--- BEGIN ---

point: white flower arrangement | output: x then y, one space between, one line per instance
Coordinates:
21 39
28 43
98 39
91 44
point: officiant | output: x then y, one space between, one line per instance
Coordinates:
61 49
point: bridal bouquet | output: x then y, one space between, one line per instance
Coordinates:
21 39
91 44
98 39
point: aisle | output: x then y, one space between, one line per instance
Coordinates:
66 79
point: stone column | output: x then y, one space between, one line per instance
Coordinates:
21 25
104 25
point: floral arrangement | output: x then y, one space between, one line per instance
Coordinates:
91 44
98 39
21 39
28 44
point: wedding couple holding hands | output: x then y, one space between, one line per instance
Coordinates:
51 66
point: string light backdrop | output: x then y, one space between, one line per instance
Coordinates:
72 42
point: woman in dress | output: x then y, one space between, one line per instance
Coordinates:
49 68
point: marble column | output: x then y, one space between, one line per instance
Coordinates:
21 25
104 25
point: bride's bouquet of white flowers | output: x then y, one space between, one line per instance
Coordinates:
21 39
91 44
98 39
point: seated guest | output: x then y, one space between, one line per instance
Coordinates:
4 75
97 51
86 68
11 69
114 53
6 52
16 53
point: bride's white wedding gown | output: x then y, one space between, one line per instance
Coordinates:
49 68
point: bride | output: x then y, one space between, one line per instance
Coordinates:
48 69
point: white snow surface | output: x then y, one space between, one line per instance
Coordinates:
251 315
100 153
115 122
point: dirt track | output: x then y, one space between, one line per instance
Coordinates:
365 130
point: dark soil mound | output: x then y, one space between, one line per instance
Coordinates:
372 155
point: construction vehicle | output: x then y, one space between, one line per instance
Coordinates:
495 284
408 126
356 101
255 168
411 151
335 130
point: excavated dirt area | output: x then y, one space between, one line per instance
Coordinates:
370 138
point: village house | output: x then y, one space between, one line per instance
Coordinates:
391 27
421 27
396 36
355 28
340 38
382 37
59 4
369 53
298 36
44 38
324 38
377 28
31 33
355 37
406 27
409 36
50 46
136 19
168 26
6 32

--- END ---

_Exercise requirements_
Rewrite every line from the one containing "point: village house" through the end of the records, both ends included, with the requests kept as they are. Shift each coordinate by adding 143 to every number.

_Solution to this task_
point: village house | output: x then y, one space between, one line per instance
Coordinates:
534 170
564 170
539 179
498 171
483 181
525 180
202 147
512 196
441 179
187 181
467 181
520 171
174 176
498 180
549 170
552 179
193 189
279 162
311 169
149 175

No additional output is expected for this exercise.